## ASSIGNMENT A
In the NFS excerpt below, list every item named as what the traced read( ) system call is meant to show fitting together.

PAGE EXCERPT START

It is possible to put the NFS client and server code entirely in user processes. Unfortunately,
making system calls is relatively expensive in terms of operating system overhead, and
moving data to and from user space is also a drain on the system. Implementing NFS code
outside the kernel, at the user level, would require every NFS RPC to go through a very
convoluted sequence of kernel and user process transitions, moving data into and out of the
kernel whenever it was received or sent by a machine.
The kernel implementation of the NFS RPC client and server code eliminates most copying
except for the final move of data from the client's kernel back to the user process requesting it,
and it eliminates extra transitions out of and into the kernel. To see how the NFS daemons,
buffer (or page) cache, and system calls fit together, we'll trace a read( ) system call through
the client and server kernels:
• A user process calls read( ) on an NFS mounted file. The process has no way of
determining where the file is, since its only pointer to the file is a Unix file descriptor.
Managing NFS and NIS
122

The VFS maps the file descriptor to a vnode and calls the read operation for the vnode
type. Since the VFS type is NFS, the system call invokes the NFS client read routine.
In the process of mapping the type to NFS, the file descriptor is also mapped into a
filehandle for use by NFS. Locally, the client has a virtual node (vnode) that locates
this file in its filesystem. The vnode contains a pointer to more specific filesystem
information: for a local file, it points to an inode, and for an NFS file, it points to a
structure containing an NFS filehandle.
• The client read routine checks the local buffer (or page) cache for the data. If it is
present, the data is returned right away. It's possible that the data requested in this
operation was loaded into the cache by a previous NFS read operation. To make the
example interesting, we'll assume that the requested data is not in the client's cache.
• The client process performs an NFS read RPC. If the client and server are using NFS

Version 3, the read request asks for a complete 32 kilobyte NFS buffer (otherwise it
will ask for an 8 kilobyte buffer). The client process goes to sleep waiting for the RPC
request to complete. Note that the client process itself makes the RPC, not the async
thread: the client can't continue execution until the data is returned, so there is nothing
gained by having another process perform its RPC. However, the operating system
will schedule async threads to perform read-ahead for this process, getting the next
buffer from the remote file.
• The server receives the RPC packet and schedules a kernel server thread to handle it.
The server thread picks up the packet, determines the RPC call to be made, and
initiates the disk operation. All of these are kernel functions, so the server thread never
leaves the kernel. The server thread that was scheduled goes to sleep waiting for the
disk read to complete, and when it does, the kernel schedules it again to send the data
and RPC acknowledgment back to the client.

PAGE EXCERPT END
INFORMATION GIVEN START

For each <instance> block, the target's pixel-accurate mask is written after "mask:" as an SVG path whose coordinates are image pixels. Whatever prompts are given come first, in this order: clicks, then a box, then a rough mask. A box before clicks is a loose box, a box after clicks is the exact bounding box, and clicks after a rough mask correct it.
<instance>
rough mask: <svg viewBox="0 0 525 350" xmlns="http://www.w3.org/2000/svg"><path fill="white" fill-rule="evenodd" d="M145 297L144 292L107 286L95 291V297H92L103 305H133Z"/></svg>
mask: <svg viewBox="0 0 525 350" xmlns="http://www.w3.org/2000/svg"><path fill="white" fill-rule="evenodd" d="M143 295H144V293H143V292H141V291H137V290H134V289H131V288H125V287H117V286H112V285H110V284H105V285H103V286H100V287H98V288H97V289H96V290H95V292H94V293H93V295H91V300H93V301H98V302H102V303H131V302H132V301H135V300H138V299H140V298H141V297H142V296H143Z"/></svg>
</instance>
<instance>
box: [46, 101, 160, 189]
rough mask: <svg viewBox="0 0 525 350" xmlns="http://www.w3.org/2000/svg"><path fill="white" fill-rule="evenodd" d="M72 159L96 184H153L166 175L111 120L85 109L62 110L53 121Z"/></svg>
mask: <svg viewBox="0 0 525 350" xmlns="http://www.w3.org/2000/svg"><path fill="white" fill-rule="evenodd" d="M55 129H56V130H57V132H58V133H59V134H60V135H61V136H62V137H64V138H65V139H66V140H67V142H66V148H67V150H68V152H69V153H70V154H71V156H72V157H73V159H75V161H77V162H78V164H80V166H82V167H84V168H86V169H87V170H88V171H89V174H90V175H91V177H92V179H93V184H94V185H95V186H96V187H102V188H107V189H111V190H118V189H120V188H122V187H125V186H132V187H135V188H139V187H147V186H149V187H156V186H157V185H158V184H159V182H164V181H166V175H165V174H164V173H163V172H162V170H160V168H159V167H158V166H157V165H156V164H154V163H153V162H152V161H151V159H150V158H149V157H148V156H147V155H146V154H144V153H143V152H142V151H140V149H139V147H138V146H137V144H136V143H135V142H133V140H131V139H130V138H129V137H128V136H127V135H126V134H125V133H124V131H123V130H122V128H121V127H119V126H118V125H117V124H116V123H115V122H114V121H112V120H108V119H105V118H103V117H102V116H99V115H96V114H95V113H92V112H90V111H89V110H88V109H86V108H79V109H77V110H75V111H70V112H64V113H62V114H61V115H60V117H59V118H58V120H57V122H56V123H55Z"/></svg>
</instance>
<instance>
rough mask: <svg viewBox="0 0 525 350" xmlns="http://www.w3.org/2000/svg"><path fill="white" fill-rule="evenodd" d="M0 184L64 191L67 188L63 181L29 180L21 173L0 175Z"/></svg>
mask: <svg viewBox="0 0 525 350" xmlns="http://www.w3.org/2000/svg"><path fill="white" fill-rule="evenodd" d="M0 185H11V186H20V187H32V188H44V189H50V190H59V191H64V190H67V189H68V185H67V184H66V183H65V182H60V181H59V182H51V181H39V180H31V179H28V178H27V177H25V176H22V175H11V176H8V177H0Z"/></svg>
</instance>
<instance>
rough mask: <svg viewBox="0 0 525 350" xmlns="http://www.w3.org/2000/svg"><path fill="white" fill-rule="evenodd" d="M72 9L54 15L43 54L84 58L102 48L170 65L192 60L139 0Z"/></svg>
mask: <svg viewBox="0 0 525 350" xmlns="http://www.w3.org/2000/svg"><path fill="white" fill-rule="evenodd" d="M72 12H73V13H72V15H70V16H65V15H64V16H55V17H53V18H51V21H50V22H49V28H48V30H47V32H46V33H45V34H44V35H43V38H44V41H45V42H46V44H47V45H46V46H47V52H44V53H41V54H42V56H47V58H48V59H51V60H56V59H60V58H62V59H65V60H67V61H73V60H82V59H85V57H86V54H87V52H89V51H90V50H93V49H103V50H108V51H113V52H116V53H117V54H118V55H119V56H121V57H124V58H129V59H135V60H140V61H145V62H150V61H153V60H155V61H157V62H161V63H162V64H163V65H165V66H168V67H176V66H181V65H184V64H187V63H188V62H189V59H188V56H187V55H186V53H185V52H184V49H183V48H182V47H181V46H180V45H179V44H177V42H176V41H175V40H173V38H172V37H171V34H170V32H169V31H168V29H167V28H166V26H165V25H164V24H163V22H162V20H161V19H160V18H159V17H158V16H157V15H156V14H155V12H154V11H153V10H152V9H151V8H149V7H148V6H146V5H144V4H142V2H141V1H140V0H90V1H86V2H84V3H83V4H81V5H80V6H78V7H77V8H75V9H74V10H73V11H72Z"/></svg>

INFORMATION GIVEN END

## ASSIGNMENT B
Please copy lines of the entries above without any change, from the start of the entries up to and including the line that contains "297L144 292L107 286L95".

## ANSWER BOX A
- NFS daemons
- buffer (or page) cache
- system calls

## ANSWER BOX B
For each <instance> block, the target's pixel-accurate mask is written after "mask:" as an SVG path whose coordinates are image pixels. Whatever prompts are given come first, in this order: clicks, then a box, then a rough mask. A box before clicks is a loose box, a box after clicks is the exact bounding box, and clicks after a rough mask correct it.
<instance>
rough mask: <svg viewBox="0 0 525 350" xmlns="http://www.w3.org/2000/svg"><path fill="white" fill-rule="evenodd" d="M145 297L144 292L107 286L95 291V297H92L103 305H133Z"/></svg>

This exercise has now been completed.